* start ENTRIES SUPPLIED *

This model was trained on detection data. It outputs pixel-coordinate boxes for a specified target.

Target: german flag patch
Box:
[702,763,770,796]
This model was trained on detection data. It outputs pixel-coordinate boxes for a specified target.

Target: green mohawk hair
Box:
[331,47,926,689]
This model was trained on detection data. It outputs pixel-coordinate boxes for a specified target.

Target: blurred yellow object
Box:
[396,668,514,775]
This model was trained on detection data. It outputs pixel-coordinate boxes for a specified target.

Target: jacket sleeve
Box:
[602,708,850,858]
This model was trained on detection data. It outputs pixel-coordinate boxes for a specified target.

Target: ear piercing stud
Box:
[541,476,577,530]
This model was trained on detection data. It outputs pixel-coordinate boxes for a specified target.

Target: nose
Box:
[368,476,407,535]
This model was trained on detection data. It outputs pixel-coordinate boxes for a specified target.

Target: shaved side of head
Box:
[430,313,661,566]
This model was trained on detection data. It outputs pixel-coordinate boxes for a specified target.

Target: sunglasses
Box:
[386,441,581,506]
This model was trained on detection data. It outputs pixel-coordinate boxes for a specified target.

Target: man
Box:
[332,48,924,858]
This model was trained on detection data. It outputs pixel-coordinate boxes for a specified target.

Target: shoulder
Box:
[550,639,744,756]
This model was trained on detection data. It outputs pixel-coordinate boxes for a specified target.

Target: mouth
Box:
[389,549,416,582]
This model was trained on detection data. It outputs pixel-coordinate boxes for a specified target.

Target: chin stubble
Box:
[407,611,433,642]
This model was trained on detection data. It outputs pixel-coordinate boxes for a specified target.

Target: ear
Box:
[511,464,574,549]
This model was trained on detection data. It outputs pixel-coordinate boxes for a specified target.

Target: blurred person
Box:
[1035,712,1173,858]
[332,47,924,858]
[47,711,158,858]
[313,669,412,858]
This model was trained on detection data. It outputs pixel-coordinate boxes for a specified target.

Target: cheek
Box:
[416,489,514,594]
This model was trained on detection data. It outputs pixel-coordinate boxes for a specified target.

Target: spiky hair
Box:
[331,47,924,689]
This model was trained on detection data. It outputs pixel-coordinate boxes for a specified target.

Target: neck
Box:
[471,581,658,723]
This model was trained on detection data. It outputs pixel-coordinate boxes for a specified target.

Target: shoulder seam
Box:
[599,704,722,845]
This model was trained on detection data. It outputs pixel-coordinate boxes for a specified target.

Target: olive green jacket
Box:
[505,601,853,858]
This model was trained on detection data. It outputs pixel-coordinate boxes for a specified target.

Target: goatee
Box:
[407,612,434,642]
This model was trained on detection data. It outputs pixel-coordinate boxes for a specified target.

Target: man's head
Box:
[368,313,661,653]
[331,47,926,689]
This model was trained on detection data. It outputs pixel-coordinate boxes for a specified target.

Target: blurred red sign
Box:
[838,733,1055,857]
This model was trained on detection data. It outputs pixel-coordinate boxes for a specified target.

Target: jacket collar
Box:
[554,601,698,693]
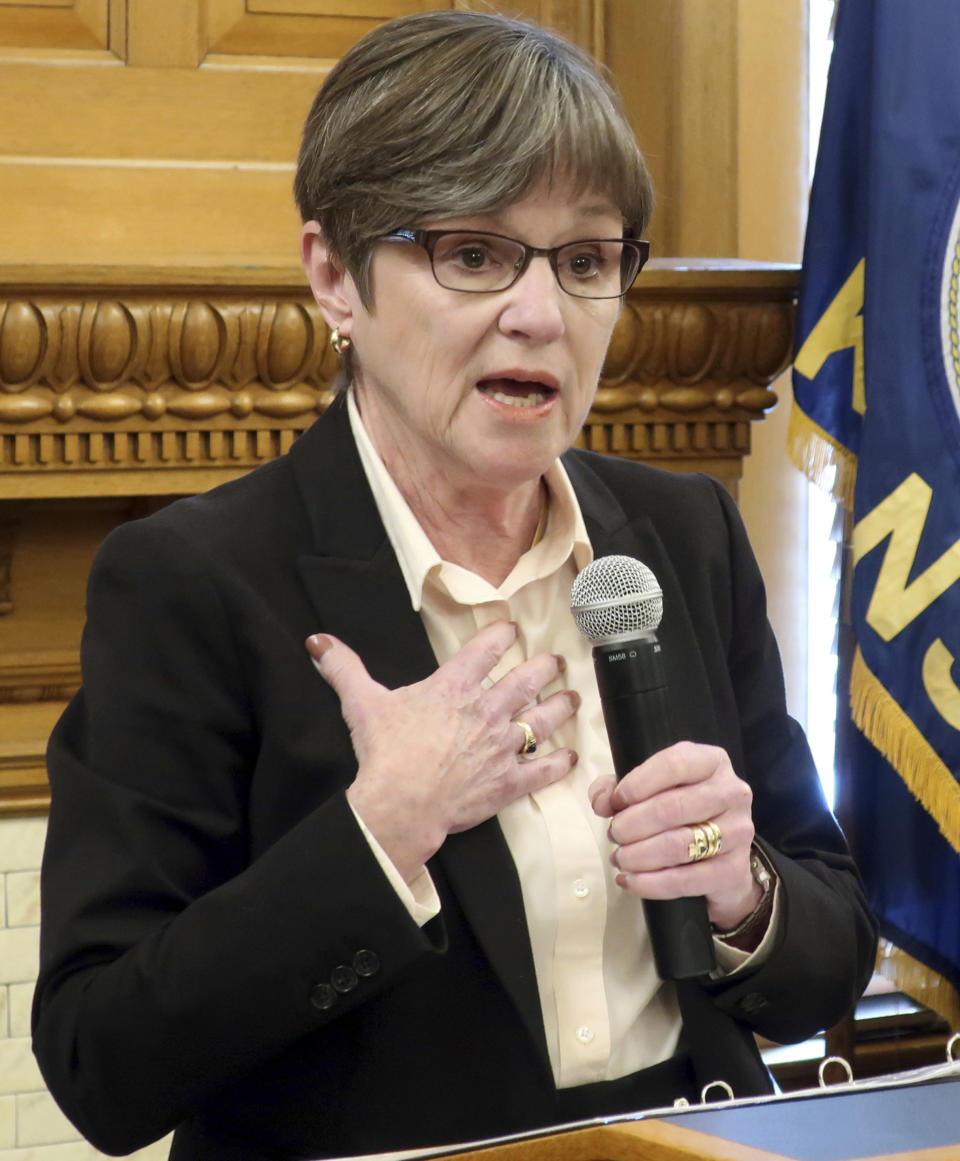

* end ENTRIES SUPPLIED *

▸ **TASK PROMPT**
Convert the stretch from the start of the records through the line containing "[407,611,433,642]" into a Markdown table with the columns Row and Line text. Number each line and leave out blank lines.

▸ **RESULT OF THE EXERCISE**
| Row | Line text |
|---|---|
| 1 | This model was trained on detection data. It outputs pixel-coordinate boxes for a specified target. |
| 2 | Target: german flag patch |
| 3 | Box: |
| 4 | [702,763,770,796] |
| 5 | This model was trained on detection data. It outputs pixel-coordinate boxes for a specified target. |
| 6 | Target: green mohawk hair |
| 7 | Box: |
| 8 | [331,47,926,689] |
| 9 | This model was trained on detection data. It outputs pixel-coordinate boxes for a specified target. |
| 10 | Target: blurred yellow object |
| 11 | Box: |
| 12 | [396,668,514,775] |
| 13 | This model was trained on detection data. It outputs pixel-coordinate boxes for a specified target. |
| 14 | Target: jacket sleeve |
| 15 | Box: |
| 16 | [602,708,850,858] |
| 17 | This model was trained on detection data. It outputs pixel-coordinate boxes for a specified target. |
| 18 | Target: ear piercing stud |
| 19 | Box: |
| 20 | [541,476,577,530] |
| 21 | This model was trained on detection data. It outputs pixel-coordinate boxes for a specified target. |
| 22 | Target: nose |
| 23 | Box: |
| 24 | [368,476,407,535] |
| 25 | This model was trained on detection data. It outputs pixel-coordinate boxes for a specified target. |
| 26 | Target: shaved side of head |
| 27 | Box: |
| 28 | [430,313,661,566] |
| 29 | This model was trained on detection data. It outputs pixel-coordinate boxes for a specified target. |
| 30 | Target: sunglasses |
| 31 | Box: |
| 32 | [386,441,581,506] |
| 33 | This model was trained on detection data. It outputs pixel-coordinate boxes for a specified target. |
| 34 | Target: man |
| 35 | Box: |
| 36 | [332,48,924,858] |
| 37 | This model was trained on detection data. It outputs pixel-coordinate boxes for a specified target. |
| 38 | Target: shoulder |
| 39 | Box: |
| 40 | [550,639,744,756] |
| 41 | This model was trained on detection data. It outputs pixel-coordinate boxes for a specified target. |
| 42 | Target: mouth |
| 43 | Box: |
| 44 | [389,549,416,582] |
| 45 | This model was trained on detection data. It outputs pixel-coordinate boxes for a specified target. |
| 46 | Target: chin stubble |
| 47 | Box: |
| 48 | [407,611,433,642] |